>> start RAW RECORDS

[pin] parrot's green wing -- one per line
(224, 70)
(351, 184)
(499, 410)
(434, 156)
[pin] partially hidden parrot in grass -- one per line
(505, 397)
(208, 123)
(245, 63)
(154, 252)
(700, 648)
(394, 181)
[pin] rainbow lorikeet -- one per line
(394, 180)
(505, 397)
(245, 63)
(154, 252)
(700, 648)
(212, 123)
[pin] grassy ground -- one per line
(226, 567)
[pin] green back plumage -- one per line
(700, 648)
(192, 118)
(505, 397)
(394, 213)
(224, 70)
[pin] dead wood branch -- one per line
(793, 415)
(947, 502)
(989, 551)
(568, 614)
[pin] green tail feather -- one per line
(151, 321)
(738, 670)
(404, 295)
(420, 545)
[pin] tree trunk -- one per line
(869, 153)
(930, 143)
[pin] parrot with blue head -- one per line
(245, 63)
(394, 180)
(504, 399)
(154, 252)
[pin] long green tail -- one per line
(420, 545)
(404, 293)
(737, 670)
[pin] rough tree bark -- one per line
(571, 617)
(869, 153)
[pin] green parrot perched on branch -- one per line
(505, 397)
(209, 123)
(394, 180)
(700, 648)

>> end RAW RECORDS

SHORT TASK => Please revise the rows above by replacing "one per line" with "each on its own line" everywhere it occurs, leaving everything else unchanged.

TASK ANSWER =>
[pin] parrot's green wing -- each on its own line
(224, 70)
(351, 184)
(499, 410)
(434, 156)
[pin] partially hidden parrot in grass -- each on its own line
(505, 397)
(208, 123)
(245, 63)
(154, 252)
(700, 648)
(394, 181)
[pin] rainbow lorikeet -- each on its own line
(394, 180)
(505, 397)
(245, 63)
(154, 252)
(700, 648)
(212, 123)
[pin] grassy ground -- each on its own line
(226, 567)
[pin] green back plumage -- each on its own line
(700, 648)
(192, 118)
(505, 397)
(394, 213)
(224, 70)
[pin] dead wood branch -- each on its own line
(793, 415)
(947, 502)
(989, 551)
(568, 614)
[pin] green tail feather -- each on its own line
(151, 321)
(738, 670)
(404, 295)
(420, 545)
[pin] tree trunk -- each on its own line
(869, 153)
(930, 143)
[pin] parrot with blue head -- each on its own line
(245, 63)
(394, 180)
(504, 399)
(154, 252)
[pin] long green tail -- each on its own line
(420, 545)
(404, 293)
(737, 670)
[pin] rough tree bark -- each on its own line
(571, 617)
(869, 153)
[pin] green parrot perched on branch -- each on its own line
(505, 397)
(209, 123)
(394, 180)
(700, 648)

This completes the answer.